Task
Copy out every line in the records below that contains the string "field". Case matters.

>>>

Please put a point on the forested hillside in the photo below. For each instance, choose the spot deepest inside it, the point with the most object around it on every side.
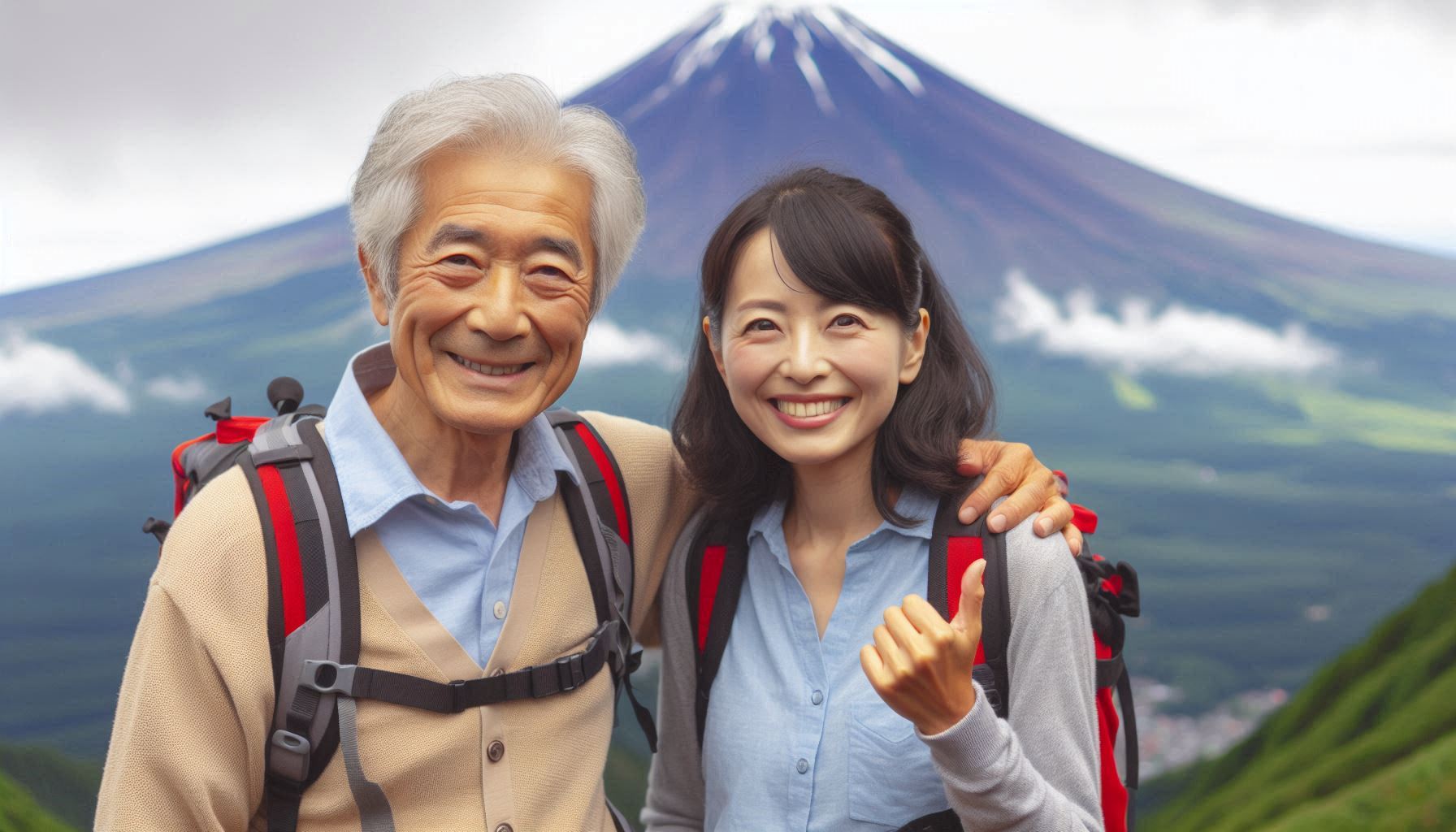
(1369, 743)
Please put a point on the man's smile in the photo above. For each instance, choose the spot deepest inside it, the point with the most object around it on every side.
(491, 369)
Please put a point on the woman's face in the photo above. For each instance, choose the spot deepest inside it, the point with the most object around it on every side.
(810, 376)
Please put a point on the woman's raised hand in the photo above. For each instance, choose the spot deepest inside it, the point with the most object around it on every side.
(921, 665)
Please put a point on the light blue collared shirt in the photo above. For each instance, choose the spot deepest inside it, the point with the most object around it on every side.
(459, 564)
(805, 703)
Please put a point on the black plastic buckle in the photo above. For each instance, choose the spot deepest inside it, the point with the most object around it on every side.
(456, 691)
(570, 672)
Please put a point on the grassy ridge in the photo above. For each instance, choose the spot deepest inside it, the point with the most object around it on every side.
(1372, 736)
(20, 813)
(64, 787)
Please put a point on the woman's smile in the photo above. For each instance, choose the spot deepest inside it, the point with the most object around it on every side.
(808, 411)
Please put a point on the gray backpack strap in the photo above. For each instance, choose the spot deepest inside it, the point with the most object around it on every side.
(601, 523)
(312, 615)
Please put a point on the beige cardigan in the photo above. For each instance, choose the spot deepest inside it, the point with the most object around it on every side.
(187, 749)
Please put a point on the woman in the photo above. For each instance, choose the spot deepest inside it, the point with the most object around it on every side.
(830, 375)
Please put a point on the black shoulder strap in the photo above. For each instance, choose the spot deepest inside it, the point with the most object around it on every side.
(954, 547)
(314, 608)
(601, 523)
(717, 566)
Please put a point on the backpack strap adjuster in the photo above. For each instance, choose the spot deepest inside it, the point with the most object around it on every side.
(328, 677)
(283, 457)
(290, 755)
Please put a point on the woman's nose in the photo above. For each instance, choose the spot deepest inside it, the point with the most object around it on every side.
(805, 360)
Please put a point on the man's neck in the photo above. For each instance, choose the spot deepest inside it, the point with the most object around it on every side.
(450, 462)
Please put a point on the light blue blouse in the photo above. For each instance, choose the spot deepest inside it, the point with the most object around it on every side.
(807, 703)
(459, 563)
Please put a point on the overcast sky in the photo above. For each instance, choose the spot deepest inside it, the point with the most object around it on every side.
(132, 132)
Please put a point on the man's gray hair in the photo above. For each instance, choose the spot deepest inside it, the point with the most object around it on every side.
(513, 114)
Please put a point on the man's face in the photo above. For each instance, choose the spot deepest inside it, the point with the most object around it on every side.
(494, 288)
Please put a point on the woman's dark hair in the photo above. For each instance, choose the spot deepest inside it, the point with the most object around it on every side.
(847, 240)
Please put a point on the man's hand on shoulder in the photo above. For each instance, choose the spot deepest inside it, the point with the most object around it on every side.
(1012, 471)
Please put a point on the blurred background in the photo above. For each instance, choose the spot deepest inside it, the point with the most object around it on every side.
(1209, 246)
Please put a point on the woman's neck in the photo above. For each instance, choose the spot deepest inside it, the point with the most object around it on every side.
(833, 503)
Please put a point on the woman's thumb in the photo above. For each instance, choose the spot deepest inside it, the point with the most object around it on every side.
(972, 596)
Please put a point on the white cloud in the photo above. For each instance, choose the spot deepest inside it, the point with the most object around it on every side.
(178, 388)
(1176, 340)
(609, 344)
(41, 378)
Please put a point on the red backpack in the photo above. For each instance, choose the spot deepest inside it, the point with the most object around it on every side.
(718, 563)
(314, 595)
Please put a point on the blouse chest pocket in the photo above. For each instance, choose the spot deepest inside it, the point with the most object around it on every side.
(891, 778)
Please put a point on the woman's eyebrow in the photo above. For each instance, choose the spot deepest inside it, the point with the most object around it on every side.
(757, 303)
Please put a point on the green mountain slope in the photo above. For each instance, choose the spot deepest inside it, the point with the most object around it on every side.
(64, 787)
(20, 813)
(1369, 743)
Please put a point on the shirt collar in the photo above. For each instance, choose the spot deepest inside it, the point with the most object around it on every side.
(373, 474)
(915, 503)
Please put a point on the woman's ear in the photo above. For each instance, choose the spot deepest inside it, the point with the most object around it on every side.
(915, 352)
(713, 345)
(376, 295)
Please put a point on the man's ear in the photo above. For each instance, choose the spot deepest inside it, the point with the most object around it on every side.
(713, 345)
(376, 295)
(915, 354)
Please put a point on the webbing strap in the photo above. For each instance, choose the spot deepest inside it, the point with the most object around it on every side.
(945, 821)
(1124, 701)
(618, 819)
(375, 812)
(566, 674)
(715, 573)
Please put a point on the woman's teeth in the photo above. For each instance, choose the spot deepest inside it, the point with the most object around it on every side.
(804, 410)
(488, 369)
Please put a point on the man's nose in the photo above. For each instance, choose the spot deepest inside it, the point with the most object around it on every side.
(496, 306)
(805, 360)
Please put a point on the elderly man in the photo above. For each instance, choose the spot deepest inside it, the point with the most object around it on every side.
(491, 223)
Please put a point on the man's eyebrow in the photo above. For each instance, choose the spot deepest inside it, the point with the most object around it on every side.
(453, 233)
(561, 245)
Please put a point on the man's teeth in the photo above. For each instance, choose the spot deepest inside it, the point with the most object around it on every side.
(488, 369)
(804, 410)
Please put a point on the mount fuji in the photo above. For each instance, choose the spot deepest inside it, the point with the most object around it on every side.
(1255, 405)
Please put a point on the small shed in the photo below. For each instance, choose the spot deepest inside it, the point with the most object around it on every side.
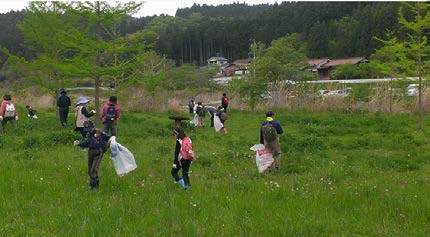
(325, 69)
(217, 60)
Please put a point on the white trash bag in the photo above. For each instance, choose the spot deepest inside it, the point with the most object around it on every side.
(217, 124)
(263, 157)
(122, 158)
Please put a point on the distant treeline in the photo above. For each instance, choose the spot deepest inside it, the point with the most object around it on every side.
(330, 29)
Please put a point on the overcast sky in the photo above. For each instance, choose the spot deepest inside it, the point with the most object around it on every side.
(149, 8)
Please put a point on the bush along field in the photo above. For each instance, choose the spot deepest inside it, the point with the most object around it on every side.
(342, 174)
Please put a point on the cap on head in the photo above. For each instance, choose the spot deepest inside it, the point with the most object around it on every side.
(270, 113)
(113, 99)
(82, 100)
(7, 97)
(88, 125)
(179, 132)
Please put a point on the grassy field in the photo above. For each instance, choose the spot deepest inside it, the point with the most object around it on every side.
(342, 174)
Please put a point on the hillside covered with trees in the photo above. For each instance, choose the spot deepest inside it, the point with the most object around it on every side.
(329, 29)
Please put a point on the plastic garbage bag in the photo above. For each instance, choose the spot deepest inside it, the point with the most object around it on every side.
(263, 157)
(217, 124)
(122, 158)
(195, 121)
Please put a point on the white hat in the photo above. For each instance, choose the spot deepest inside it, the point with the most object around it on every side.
(82, 100)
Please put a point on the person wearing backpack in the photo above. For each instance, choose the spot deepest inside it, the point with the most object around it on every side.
(110, 116)
(269, 136)
(97, 143)
(63, 103)
(82, 115)
(224, 102)
(222, 117)
(201, 112)
(184, 155)
(8, 112)
(191, 106)
(212, 111)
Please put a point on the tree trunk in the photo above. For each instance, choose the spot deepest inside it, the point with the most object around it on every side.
(190, 49)
(201, 52)
(97, 81)
(391, 94)
(420, 86)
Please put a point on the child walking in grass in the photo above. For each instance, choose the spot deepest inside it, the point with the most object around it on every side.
(184, 155)
(97, 143)
(31, 112)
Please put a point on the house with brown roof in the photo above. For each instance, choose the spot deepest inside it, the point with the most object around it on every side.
(316, 63)
(238, 67)
(325, 69)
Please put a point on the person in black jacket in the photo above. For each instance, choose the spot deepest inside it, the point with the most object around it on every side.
(63, 103)
(273, 145)
(97, 143)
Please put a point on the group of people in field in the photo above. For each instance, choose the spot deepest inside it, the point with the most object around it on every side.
(97, 141)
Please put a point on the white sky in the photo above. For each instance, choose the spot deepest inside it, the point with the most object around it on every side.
(149, 8)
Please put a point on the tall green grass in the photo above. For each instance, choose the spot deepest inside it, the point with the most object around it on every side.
(342, 174)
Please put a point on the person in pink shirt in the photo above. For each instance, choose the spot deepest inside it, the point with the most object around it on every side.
(110, 116)
(8, 112)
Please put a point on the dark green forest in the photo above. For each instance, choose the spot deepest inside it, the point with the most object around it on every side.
(329, 29)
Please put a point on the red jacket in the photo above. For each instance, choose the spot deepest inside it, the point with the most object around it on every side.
(3, 107)
(104, 110)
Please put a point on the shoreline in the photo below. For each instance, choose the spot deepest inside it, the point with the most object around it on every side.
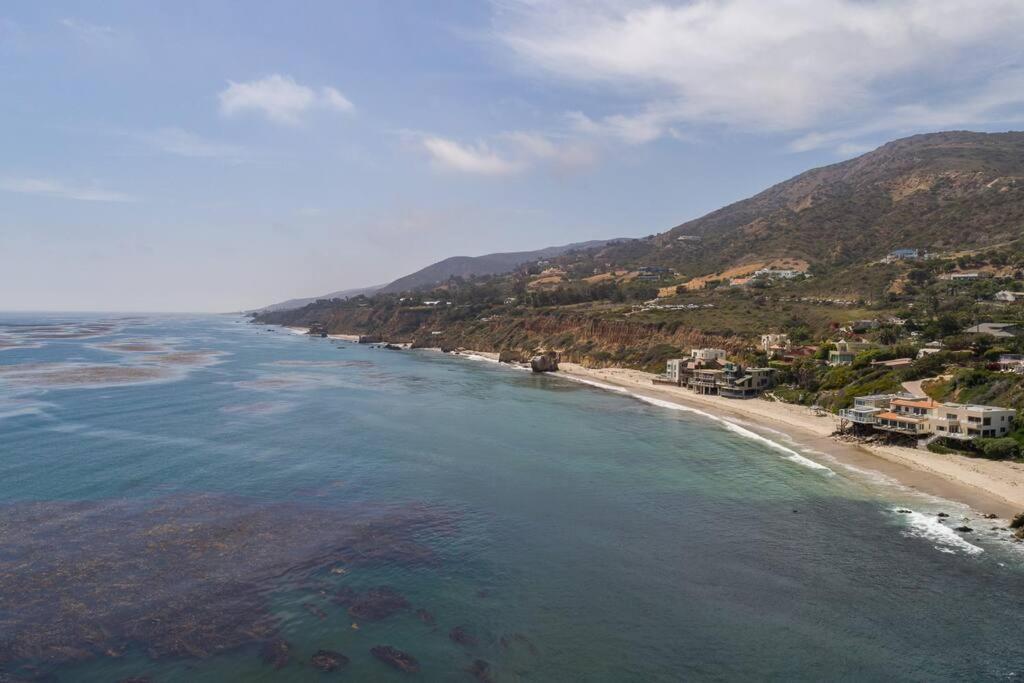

<<<

Task response
Please put a point on the bush along field in the photo above. For each instance, choose the spot deepest inside it, the point with the most object around it on every side.
Please put a point on the grassy field in the photo above. For each instance, choose the spot deepest inside it, the point with the most object around it on every side.
Please put a point on the group of people in field in the photo above. For each instance, choose the spot deepest inside it, the point with the most object around it on every side.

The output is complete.